[Some entries]
[BEGIN]

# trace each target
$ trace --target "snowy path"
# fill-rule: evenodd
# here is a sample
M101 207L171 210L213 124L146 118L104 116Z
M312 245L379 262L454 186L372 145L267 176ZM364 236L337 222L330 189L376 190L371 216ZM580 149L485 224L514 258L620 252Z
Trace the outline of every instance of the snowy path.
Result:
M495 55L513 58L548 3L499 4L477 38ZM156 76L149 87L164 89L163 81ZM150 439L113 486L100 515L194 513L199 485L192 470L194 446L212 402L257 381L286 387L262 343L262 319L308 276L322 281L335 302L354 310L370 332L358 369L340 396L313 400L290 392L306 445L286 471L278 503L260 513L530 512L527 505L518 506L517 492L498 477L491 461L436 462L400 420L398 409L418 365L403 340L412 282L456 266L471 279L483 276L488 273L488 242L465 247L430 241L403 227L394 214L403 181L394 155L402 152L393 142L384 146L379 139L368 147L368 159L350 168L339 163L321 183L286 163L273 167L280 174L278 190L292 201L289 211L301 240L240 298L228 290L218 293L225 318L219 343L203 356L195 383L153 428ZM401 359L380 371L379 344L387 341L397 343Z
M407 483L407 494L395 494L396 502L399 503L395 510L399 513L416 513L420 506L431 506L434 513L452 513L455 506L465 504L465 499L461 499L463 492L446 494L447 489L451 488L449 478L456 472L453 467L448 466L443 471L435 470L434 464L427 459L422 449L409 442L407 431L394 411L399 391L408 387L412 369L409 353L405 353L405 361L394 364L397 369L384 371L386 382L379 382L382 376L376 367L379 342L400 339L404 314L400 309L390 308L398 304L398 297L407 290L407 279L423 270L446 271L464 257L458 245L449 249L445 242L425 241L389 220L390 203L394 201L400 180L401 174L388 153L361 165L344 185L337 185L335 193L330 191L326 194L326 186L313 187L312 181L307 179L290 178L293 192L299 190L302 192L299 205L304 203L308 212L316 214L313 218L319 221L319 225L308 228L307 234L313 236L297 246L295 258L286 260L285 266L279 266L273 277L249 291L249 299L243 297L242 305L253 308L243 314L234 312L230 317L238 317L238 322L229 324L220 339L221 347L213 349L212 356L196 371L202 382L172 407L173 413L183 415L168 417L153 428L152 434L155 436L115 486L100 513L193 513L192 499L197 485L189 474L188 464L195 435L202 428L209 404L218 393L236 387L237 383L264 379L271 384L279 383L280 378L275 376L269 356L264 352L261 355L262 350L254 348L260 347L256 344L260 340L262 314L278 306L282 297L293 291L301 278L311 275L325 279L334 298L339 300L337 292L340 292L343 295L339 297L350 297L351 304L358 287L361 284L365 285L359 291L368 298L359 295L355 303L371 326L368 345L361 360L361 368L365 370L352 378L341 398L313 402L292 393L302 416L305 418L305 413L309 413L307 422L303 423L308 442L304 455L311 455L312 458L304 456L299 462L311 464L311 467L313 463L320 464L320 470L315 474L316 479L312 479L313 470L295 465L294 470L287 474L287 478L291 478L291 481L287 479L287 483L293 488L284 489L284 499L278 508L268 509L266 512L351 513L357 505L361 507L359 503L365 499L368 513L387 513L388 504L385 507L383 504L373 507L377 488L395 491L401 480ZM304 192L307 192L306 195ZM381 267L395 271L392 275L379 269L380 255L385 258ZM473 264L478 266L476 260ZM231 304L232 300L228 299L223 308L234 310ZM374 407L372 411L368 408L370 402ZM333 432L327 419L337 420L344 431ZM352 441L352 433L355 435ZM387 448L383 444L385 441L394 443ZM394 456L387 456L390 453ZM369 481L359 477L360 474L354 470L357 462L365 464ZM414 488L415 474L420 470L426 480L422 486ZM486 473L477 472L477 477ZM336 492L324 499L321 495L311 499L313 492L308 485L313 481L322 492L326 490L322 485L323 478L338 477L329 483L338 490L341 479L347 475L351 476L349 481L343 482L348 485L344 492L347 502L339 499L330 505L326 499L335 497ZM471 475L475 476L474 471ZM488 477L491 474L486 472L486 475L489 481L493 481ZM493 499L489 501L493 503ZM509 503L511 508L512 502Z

[END]
[BEGIN]

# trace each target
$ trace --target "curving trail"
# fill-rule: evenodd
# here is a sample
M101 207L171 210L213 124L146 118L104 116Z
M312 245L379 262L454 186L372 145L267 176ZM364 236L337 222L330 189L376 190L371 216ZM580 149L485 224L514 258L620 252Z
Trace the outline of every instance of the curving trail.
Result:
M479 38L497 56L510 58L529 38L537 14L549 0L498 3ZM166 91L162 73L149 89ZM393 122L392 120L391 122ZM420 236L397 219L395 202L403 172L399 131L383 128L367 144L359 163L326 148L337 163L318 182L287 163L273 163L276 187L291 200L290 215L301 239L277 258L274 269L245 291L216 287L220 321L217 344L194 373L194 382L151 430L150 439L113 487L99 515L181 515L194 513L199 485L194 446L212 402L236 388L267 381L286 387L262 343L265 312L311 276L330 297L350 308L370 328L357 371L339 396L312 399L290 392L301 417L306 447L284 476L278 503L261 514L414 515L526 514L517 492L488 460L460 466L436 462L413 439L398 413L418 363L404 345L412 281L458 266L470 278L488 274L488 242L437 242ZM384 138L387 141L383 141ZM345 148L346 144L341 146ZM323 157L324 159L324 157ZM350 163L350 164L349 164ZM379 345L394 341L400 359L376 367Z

[END]

- _What you will do_
Report how many lines in the entries above contain the string "snowy", giving only the number.

- _Solution to this task_
2